---------- INPUT MATERIAL

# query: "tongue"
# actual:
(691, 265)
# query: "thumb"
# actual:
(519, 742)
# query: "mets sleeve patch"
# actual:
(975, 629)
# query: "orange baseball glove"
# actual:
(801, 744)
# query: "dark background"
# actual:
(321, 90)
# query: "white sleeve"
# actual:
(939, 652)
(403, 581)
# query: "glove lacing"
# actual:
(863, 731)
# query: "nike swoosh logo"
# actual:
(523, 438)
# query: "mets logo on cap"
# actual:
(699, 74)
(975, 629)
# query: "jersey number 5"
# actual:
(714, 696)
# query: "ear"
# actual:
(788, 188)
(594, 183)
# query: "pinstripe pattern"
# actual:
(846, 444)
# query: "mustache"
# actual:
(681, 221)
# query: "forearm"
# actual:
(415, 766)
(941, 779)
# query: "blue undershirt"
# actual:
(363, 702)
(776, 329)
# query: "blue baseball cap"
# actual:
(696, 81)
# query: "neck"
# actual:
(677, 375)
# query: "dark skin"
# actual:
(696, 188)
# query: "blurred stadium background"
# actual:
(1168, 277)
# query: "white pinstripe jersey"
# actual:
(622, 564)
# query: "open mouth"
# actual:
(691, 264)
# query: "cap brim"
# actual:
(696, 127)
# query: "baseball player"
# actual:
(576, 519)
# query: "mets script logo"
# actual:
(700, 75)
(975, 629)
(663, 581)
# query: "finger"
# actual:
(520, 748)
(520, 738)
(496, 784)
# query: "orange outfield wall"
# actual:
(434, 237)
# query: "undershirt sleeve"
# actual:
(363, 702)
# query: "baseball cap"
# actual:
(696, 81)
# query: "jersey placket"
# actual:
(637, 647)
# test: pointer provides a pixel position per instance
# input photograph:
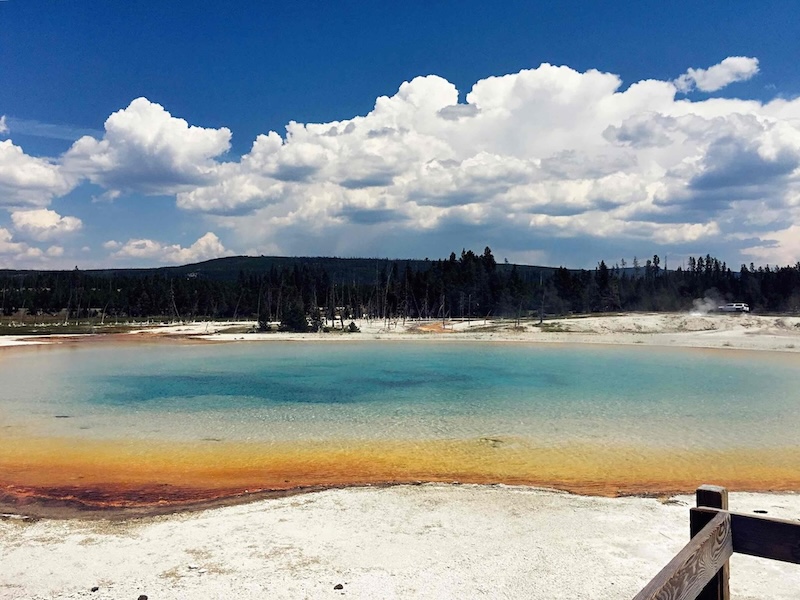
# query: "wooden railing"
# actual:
(700, 571)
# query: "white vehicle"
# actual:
(734, 307)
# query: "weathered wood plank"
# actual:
(713, 496)
(686, 575)
(760, 536)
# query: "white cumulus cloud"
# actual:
(730, 70)
(29, 181)
(146, 149)
(526, 159)
(206, 247)
(44, 224)
(16, 255)
(531, 156)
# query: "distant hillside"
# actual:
(340, 270)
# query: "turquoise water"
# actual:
(403, 390)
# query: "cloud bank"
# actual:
(531, 163)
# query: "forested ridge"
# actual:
(281, 289)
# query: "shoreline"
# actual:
(680, 330)
(429, 541)
(397, 539)
(72, 482)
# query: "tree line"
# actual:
(464, 286)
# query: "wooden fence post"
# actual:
(711, 496)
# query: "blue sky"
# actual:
(559, 133)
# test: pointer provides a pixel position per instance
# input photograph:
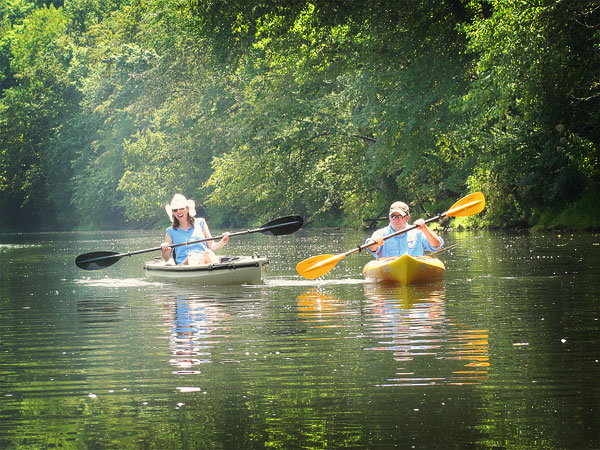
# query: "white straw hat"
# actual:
(179, 201)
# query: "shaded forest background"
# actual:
(331, 109)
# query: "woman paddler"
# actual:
(185, 227)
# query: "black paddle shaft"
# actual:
(277, 227)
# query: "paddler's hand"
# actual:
(421, 224)
(375, 243)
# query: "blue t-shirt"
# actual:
(193, 234)
(413, 242)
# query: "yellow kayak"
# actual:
(405, 269)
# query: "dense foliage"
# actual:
(329, 109)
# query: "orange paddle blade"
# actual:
(317, 266)
(467, 206)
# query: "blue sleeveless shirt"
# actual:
(193, 234)
(413, 242)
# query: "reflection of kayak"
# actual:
(230, 270)
(405, 269)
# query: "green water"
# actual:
(503, 354)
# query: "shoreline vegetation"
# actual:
(329, 110)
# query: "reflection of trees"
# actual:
(411, 322)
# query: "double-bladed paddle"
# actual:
(319, 265)
(276, 227)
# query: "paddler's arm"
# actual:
(211, 244)
(376, 240)
(164, 247)
(434, 240)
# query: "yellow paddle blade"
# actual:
(317, 266)
(467, 206)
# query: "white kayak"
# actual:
(229, 270)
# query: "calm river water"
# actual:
(503, 354)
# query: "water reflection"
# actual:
(193, 323)
(315, 303)
(411, 322)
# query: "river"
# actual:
(502, 354)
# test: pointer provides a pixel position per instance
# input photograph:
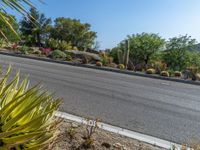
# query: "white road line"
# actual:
(128, 133)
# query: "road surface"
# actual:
(163, 109)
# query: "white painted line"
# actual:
(131, 134)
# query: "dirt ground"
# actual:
(72, 136)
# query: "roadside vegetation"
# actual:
(27, 118)
(71, 40)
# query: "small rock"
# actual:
(106, 145)
(118, 146)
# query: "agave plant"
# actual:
(17, 5)
(26, 115)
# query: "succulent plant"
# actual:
(98, 63)
(121, 66)
(177, 74)
(26, 115)
(151, 71)
(164, 73)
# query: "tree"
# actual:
(73, 31)
(143, 46)
(177, 52)
(5, 32)
(35, 28)
(18, 6)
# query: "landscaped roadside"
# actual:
(71, 137)
(78, 62)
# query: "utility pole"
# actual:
(127, 51)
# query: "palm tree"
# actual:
(17, 5)
(35, 30)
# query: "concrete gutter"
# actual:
(124, 132)
(103, 68)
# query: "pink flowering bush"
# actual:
(45, 51)
(15, 46)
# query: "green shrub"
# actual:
(68, 57)
(58, 54)
(26, 115)
(164, 73)
(98, 63)
(151, 71)
(105, 59)
(121, 66)
(177, 74)
(171, 73)
(24, 49)
(58, 44)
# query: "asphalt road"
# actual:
(163, 109)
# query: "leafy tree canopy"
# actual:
(5, 32)
(35, 28)
(177, 53)
(73, 31)
(143, 46)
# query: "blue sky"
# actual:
(113, 20)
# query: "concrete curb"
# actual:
(103, 68)
(131, 134)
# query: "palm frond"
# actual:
(20, 6)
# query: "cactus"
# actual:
(123, 56)
(151, 71)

--------------------

## TASK OBJECTIVE
If a line of the entries contains "paddler", it counts; give the total of such lines and nothing more.

## ANSWER BOX
3